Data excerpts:
[Start of section]

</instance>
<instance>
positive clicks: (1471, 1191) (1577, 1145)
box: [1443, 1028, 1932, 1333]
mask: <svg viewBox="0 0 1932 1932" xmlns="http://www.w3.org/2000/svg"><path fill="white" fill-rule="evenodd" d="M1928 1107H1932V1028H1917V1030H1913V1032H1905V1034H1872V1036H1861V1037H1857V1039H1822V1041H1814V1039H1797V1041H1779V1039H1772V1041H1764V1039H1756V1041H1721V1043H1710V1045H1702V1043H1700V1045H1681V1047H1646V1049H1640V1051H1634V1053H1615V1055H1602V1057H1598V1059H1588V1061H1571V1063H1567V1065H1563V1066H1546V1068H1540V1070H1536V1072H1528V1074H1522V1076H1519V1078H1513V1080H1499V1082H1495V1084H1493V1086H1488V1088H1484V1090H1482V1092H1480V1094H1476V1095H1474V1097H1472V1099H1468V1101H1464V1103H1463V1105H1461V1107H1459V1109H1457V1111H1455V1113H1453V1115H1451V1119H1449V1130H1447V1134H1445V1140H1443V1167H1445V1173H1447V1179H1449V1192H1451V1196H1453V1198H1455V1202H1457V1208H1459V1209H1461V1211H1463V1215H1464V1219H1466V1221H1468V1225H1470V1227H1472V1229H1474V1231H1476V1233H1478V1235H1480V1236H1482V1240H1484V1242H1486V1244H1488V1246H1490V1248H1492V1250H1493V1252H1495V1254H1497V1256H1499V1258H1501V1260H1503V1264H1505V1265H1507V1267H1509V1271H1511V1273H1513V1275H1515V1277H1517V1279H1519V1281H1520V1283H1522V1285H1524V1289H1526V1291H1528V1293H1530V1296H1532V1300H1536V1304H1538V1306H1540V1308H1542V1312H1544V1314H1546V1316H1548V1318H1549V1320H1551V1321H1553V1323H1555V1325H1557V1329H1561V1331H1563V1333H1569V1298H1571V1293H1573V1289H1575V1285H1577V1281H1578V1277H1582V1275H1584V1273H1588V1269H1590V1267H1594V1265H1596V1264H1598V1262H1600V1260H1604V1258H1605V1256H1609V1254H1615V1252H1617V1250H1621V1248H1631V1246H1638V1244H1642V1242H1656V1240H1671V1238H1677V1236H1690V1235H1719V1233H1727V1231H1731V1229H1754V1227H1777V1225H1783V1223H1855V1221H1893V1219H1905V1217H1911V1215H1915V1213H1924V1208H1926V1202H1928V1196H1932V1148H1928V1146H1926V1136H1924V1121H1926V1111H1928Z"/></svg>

[End of section]

The problem
Please repeat word for word the lines above that run from the beginning through the line containing "positive clicks: (1471, 1191) (1577, 1145)", keeping both the first and that last line.

Answer section
</instance>
<instance>
positive clicks: (1471, 1191) (1577, 1145)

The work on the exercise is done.